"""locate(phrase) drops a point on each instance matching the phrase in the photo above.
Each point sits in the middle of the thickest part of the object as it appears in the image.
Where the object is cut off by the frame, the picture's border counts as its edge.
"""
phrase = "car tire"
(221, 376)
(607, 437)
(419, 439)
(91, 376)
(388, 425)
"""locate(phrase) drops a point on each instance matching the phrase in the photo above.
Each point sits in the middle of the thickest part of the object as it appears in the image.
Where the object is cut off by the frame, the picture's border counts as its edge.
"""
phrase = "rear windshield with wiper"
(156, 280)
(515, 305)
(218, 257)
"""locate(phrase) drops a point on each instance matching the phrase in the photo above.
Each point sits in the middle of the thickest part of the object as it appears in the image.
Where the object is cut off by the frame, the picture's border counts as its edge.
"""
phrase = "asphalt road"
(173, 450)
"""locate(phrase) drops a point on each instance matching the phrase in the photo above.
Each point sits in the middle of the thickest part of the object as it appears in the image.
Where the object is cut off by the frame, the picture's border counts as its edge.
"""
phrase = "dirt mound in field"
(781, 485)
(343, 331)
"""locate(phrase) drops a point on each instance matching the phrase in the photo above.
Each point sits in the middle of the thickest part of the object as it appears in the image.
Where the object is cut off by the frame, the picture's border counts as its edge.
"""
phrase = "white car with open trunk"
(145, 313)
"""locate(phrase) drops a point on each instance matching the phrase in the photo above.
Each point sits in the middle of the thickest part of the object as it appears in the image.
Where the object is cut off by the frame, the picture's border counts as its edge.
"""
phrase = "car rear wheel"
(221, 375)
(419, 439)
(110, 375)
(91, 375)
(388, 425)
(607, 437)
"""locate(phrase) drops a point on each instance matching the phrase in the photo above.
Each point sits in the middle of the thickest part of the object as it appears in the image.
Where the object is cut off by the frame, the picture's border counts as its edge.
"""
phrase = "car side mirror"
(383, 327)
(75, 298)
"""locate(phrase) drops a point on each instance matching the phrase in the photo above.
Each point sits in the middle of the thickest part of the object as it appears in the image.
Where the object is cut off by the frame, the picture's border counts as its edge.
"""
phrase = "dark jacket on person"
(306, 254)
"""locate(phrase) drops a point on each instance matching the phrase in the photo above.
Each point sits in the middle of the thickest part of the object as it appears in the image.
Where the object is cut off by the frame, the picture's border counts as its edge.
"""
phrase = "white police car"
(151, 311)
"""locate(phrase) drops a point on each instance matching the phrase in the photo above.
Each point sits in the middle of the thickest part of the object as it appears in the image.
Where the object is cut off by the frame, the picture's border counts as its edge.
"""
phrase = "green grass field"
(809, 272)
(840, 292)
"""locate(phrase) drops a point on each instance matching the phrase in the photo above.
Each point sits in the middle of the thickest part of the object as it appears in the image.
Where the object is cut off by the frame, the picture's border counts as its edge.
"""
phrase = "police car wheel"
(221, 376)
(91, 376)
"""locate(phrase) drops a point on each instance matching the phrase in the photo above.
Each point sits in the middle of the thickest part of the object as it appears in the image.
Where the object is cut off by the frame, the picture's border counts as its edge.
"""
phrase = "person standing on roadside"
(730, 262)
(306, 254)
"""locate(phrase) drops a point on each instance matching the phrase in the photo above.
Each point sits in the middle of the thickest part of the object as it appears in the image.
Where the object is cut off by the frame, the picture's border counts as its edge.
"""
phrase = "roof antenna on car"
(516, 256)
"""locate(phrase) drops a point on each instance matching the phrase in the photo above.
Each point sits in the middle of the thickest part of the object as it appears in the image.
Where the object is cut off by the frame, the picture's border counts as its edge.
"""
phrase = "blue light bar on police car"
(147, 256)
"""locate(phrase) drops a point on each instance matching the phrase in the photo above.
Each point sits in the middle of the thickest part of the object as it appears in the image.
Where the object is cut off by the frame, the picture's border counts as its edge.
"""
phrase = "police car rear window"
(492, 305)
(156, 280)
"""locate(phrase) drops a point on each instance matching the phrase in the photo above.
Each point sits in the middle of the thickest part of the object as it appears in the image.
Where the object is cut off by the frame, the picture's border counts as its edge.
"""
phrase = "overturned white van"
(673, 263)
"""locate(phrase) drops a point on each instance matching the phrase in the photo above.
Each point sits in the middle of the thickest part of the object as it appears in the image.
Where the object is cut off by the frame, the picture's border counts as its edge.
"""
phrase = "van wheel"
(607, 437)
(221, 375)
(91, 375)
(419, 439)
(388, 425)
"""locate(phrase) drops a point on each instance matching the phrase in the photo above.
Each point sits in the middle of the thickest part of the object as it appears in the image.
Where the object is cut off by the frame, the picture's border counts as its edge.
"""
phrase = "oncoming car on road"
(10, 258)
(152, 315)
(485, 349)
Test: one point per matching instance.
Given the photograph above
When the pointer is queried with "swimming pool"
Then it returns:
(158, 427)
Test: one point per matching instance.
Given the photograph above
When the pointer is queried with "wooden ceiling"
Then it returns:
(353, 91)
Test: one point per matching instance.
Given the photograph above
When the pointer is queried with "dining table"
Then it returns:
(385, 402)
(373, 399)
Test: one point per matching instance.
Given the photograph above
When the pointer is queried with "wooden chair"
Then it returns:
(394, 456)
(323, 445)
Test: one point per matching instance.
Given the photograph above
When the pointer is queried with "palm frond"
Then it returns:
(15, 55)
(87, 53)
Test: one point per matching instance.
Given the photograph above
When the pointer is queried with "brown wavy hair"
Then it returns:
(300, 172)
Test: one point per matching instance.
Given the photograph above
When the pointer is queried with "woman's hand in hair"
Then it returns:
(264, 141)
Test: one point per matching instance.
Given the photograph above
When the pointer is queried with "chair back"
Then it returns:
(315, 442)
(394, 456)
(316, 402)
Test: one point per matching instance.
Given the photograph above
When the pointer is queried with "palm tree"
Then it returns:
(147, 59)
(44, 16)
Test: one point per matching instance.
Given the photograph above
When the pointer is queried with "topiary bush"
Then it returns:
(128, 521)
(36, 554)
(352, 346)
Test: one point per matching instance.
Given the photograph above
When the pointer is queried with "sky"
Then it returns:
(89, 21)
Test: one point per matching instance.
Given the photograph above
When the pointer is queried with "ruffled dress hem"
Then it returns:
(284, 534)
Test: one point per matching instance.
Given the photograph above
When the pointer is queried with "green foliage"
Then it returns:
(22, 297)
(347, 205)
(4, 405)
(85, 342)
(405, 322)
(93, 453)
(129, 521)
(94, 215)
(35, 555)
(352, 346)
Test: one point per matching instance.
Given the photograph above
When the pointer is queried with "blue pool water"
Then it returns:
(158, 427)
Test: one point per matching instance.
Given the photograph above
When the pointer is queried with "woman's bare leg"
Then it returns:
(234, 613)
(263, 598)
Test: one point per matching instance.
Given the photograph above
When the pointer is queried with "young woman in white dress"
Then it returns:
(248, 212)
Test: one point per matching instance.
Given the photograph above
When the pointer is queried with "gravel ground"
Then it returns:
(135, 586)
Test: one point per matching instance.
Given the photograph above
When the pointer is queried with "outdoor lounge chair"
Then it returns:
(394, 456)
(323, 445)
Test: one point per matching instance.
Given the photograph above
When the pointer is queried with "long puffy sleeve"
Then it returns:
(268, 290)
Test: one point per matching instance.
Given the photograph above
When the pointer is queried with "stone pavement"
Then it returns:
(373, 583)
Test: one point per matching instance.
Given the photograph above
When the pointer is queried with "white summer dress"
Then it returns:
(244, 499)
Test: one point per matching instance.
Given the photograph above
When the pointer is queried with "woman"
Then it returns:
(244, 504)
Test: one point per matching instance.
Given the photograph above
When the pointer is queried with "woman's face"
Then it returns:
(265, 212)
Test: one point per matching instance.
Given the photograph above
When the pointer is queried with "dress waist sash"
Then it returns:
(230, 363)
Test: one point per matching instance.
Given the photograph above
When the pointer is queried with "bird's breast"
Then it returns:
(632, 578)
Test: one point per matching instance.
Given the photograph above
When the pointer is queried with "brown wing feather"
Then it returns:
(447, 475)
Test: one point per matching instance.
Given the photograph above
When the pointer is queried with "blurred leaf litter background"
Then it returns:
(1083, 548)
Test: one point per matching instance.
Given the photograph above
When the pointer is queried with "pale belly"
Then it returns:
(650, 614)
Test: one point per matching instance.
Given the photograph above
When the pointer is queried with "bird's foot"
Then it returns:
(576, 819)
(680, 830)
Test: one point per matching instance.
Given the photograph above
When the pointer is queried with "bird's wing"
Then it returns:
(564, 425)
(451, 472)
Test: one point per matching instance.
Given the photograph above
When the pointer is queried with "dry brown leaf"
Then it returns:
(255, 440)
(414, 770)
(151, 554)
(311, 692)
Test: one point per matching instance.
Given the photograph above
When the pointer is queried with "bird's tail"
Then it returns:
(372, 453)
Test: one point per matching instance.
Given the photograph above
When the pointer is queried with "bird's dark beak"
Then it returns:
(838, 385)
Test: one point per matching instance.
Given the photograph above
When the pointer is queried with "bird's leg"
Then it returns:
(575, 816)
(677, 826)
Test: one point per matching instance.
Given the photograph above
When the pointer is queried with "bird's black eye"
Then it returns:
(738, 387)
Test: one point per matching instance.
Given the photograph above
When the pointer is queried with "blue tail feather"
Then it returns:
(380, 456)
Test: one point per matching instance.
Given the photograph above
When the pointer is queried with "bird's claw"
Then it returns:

========

WORK TO BE COMPLETED: Look through the material above for the word "tail" and copy every line that has it.

SOLUTION TO THIS EXERCISE:
When the pointer is queried with "bird's tail"
When the pointer is queried with "blue tail feather"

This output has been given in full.